Problem description:
Pick up the passage below on model-based stream clustering right after its last sentence and continue it.

Supplied text:
--- start ---
6 Model-Based Approaches

A different approach to stream clustering is to summarize the data stream as a statistical model. Common areas of research are based on the Expectation Maximization (EM) algorithm. Table 4 gives an overview of 6 model-based algorithms. This class of algorithms is highly diverse and few interdependencies exist between the presented algorithms.

Table 4 Overview of model-based stream clustering algorithms

CluDistream (Zhou et al. 2007b) uses the EM algorithm to process distributed data streams. At each location, it maintains a number of Gaussian mixture distributions and a coordinator node is used to combine the distributions. For each location, the stream is processed in chunks and the first chunk is used to initialize a new clustering using EM. For subsequent chunks, the algorithm checks whether the current models can represent the chunk sufficiently well. This is done by calculating the difference between the average log-likelihood of the existing model and the average log-likelihood of the chunk under the existing model. If the difference is less than a threshold, the weight of the model is incremented. Else, the current model is stored and a new model is initialized by applying EM to the current chunk. Whenever the weight of a model is updated or a new model is initialized, the coordinator receives the update and incorporates the new information into a global model by merging or splitting the Gaussian distributions.
--- end ---
Data lines:
--- start ---
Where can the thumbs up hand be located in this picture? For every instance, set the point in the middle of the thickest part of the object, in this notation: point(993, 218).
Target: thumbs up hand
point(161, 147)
--- end ---
Expected answer:
SWEM (Dang et al. 2009a, b) (Sliding Window with Expectation Maximization) applies the EM to chunks of data. Starting with random initial parameters, a set of m distributions is calculated for the first chunk and points are assigned to their most likely cluster. Each cluster is then summarized using a CF and k macro-cluster are generated by applying EM again. For a new chunk, the algorithm sets the initial values to the converged values of the previous chunk and incrementally applies EM to generate m new distributions. If a cluster grows too large or too small during this phase, the corresponding distributions can be split or merged. Finally the m new clusters are summarized in CFs and used with the existing k clusters to apply EM again.

COBWEB (Fisher 1987) maintains a classification tree where each node describes a cluster. The tree is built incrementally by descending a new entry \(\varvec{x}\) from the root to a leaf. On each level the algorithm makes one of four clustering decisions that yields the highest clustering quality: (1) Insert \(\varvec{x}\) into most fitting child, (2) Create a new cluster for \(\varvec{x}\), (3) Combine the two nodes that can best absorb \(\varvec{x}\) and add existing nodes as children of the new node, (4) Split the two nodes that can best absorb \(\varvec{x}\) and move its children up one level. The quality of each decision is evaluated using a measure called Category Utility (CU) which defines a trade-off between intra-class similarity and inter-class distance.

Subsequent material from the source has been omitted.